DOCUMENT SECTION -
------------

I though computer models have long since predicted the positive feedback loop: warming->lower sea ice->more warming.
You know, Mohamed, Congress did not give the Fed a mandate to maintain “credibility.” Its job is to keep/return inflation to a long term real income maximizing path.
"If you can keep your head when all about you.
Are loosing their and blaming it on you"
And yes, I am very much afraid that Powell is worried abut "credibility."
Ozenic. An even more fundamental mistake is over-focusing on the labor market. It is the whole panoply of variously sticky prices that the Fed has to choreograph back nearer equilibrium after a shock. "Wage price spiral" is soooo 1970's. Summers really made a big analytic mistake and changes in the LFPR does not un-make it.
That Kamil Kazani piece was really eye-opening. America pre-fabricated Russian factories? I had no idea.
I believe that equal-weighted indexes tend to outperform market cap weighted indexes? Perhaps that is a question for your RA. But there is an obvious problem: it is not possible for the broad market to pursue an equal weighting strategy. On the other hand, it is expensive for an individual to rebalance a portfolio of 500 stocks. But perhaps equal weighting offers a possibility for a wealthy but not too-wealthy individual to beat the market.
Sean Carroll: Doesn't believe in God. Doesn't believe in Laplace's Demon. Just the Wave Function of the Universe. :) Good enough for all practical purposes.
If “greedfation” just means recognizing that not all prices are infinitely flexible or even not uniformly inflexible, and not symmetrically flexible up and down, well it’s a shame the Fed had to lean this from the newspaper pundits.
I bought my copy of The Affluent Society (from Woodward and Lothrop on 7th St) in 1967, the summer after my first year in graduate school and I didn’t see much use of it. [Did it inspire Buchanan et al in developing Public Choice Theory? 😊].
Foreign Affairs link in top piece doesn't seem to work?
I've always been looser in my use of emergence. For example, I'll often say that temperature is an emergent property built on kinetic energy, or value is an emergent property built on price information. I'm probably out of the mainstream here.

------------

PROVIDED DATA -
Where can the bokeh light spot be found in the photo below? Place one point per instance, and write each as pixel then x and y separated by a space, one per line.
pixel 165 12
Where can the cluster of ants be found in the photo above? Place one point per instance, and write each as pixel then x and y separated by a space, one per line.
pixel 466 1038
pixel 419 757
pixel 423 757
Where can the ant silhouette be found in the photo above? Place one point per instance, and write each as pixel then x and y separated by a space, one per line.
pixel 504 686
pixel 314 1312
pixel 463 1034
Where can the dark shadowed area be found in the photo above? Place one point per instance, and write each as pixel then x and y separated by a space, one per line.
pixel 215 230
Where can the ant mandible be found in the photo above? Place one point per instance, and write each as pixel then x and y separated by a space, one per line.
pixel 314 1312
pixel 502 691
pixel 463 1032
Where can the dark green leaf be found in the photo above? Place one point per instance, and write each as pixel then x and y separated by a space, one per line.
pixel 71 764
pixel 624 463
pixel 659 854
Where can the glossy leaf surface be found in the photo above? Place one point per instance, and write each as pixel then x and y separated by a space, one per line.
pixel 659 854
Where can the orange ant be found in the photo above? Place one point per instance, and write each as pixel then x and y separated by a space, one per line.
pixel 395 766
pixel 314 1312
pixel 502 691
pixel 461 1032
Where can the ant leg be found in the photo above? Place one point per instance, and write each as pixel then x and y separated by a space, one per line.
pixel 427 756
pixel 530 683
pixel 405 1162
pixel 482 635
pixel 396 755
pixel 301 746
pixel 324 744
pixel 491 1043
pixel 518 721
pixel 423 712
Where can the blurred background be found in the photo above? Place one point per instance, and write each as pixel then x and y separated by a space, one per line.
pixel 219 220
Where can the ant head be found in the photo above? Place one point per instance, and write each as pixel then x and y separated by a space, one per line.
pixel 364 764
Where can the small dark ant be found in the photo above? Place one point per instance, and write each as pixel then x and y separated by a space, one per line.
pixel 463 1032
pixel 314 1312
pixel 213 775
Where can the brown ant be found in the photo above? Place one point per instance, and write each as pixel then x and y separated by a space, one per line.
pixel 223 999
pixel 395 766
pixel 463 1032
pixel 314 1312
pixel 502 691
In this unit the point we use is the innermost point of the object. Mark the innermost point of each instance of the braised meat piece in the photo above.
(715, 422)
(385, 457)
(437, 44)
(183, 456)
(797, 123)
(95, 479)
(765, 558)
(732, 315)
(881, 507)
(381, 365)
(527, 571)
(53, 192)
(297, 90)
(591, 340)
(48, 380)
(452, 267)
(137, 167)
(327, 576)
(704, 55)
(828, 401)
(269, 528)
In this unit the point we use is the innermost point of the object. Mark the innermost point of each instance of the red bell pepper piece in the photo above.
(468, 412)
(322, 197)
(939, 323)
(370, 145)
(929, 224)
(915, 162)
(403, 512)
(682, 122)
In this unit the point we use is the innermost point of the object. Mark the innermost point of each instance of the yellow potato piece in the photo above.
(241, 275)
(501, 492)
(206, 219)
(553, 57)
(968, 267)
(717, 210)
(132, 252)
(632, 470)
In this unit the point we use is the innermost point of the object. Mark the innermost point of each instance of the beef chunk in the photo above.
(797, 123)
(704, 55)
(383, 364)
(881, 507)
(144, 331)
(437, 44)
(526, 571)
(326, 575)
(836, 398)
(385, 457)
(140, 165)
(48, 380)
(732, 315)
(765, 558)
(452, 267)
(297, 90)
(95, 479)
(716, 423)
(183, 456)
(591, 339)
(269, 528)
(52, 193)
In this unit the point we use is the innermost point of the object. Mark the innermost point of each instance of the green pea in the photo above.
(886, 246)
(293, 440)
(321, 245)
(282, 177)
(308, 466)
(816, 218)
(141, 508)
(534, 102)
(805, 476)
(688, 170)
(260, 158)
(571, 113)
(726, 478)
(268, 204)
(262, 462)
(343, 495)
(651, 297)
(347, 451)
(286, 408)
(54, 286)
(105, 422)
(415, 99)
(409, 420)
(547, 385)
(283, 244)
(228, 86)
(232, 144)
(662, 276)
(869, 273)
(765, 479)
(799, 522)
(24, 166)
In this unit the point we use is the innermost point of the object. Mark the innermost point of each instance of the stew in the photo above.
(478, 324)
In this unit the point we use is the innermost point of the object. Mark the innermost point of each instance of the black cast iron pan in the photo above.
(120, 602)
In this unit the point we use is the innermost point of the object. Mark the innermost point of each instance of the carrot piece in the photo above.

------------

WORK REQUEST - Please say whether each statement agrees with the reader comments, answering yes or no and quoting the deciding words exactly: (a) One commenter bought a copy of The Affluent Society in 1967. (b) A commenter says Congress gave the Fed a mandate to maintain credibility. (c) A commenter reports that the Foreign Affairs link works.

RESPONSE BOX -
(a) Yes: "I bought my copy of The Affluent Society (from Woodward and Lothrop on 7th St) in 1967"
(b) No: "Congress did not give the Fed a mandate to maintain “credibility.”"
(c) No: "Foreign Affairs link in top piece doesn't seem to work?"